## begin
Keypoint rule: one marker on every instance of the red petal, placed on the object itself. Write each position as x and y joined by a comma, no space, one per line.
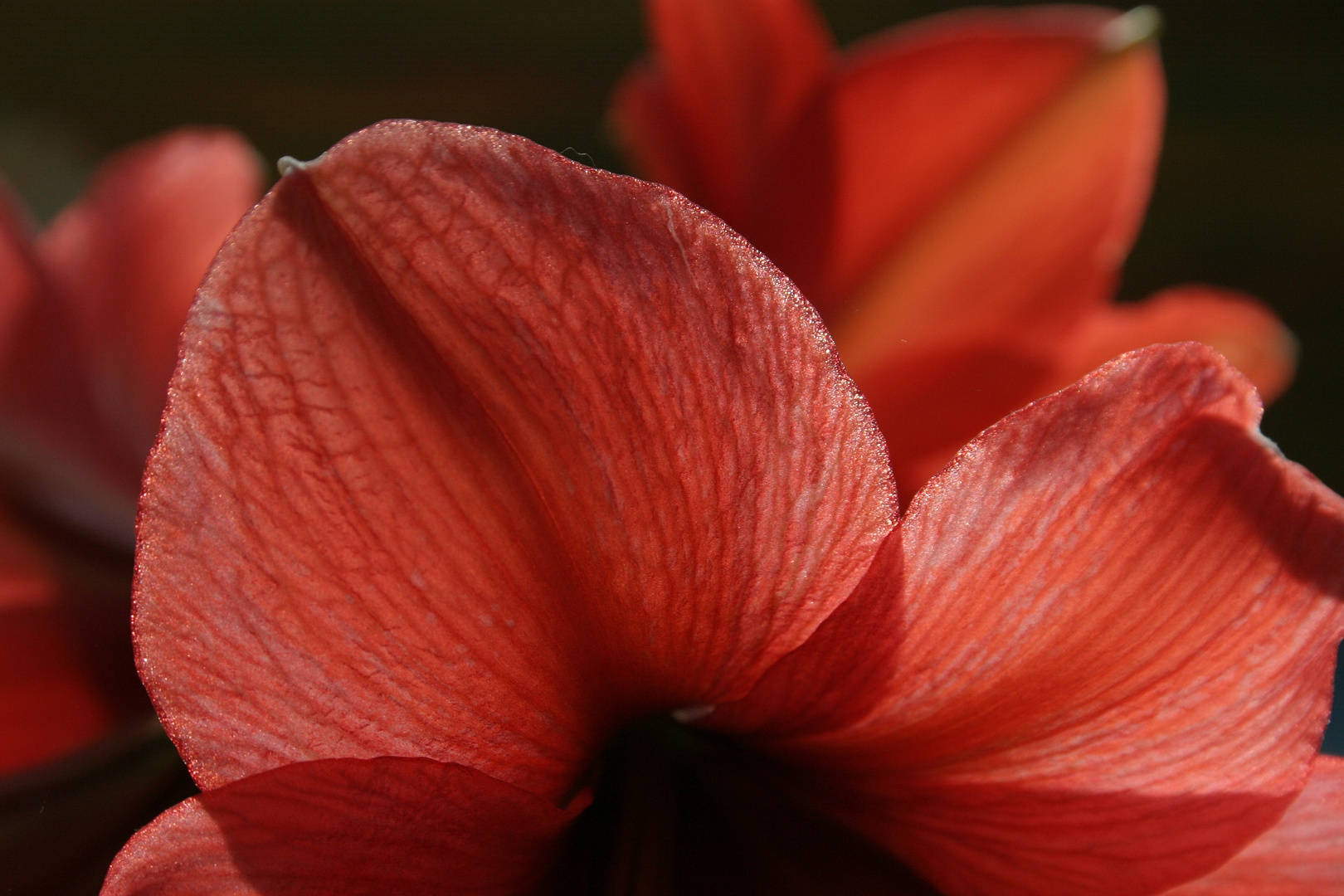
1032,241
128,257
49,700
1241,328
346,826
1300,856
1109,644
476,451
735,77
## end
## begin
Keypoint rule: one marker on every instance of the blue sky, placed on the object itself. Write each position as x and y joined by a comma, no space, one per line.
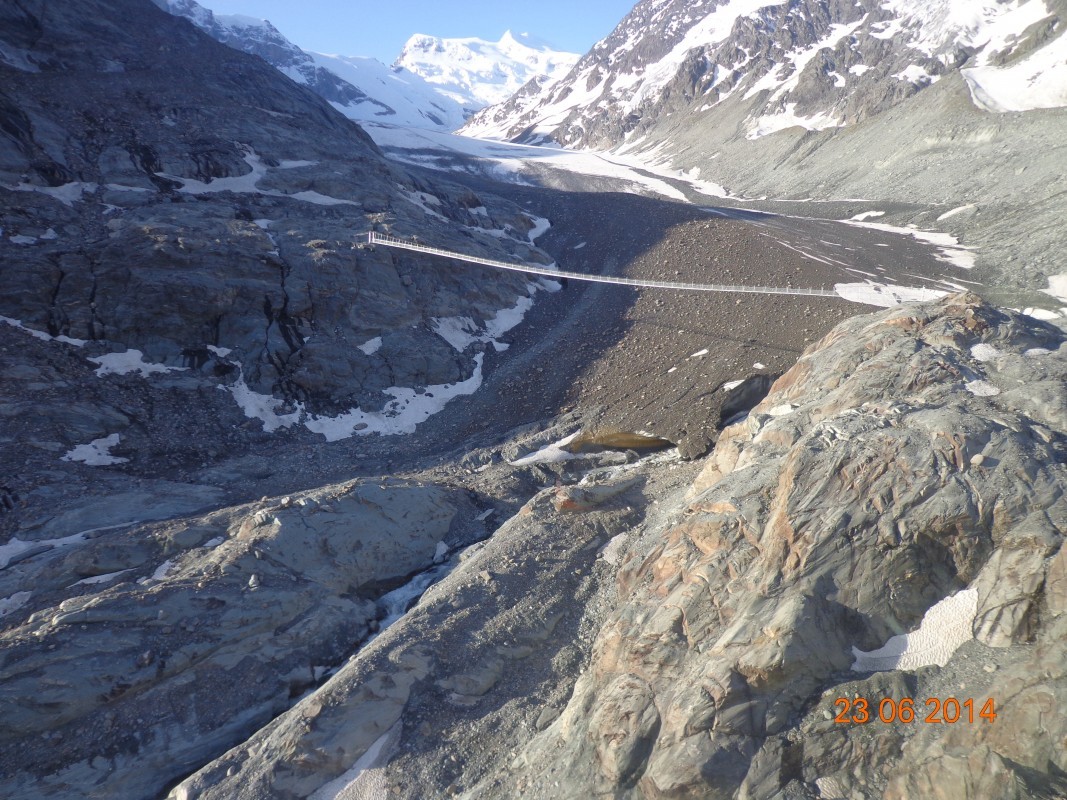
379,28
## end
## begin
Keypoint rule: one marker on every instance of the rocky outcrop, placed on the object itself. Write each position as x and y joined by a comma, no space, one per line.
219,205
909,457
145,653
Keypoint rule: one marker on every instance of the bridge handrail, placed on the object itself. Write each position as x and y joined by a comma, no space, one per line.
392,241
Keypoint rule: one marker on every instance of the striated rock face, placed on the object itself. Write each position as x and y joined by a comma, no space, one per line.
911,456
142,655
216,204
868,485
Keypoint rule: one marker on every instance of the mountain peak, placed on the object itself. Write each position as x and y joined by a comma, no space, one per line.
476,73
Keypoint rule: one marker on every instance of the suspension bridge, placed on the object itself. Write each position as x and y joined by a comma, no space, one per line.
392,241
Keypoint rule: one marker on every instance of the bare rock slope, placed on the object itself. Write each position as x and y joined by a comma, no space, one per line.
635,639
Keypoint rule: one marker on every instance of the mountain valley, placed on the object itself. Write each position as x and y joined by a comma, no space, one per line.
## end
-- Goal --
Where does the word "bridge" appear in the data above? Copy every line that contains it.

-- Right answer --
Keypoint rule: one marker on every instance of the bridge handrail, placed on the object itself. Write each position as x and y joined by a comma, no space, one per line.
Keypoint rule: one marker on every instance of the suspension bridge, placed on the object itself. Write each position as x and y joined by a comma, no space, one per line.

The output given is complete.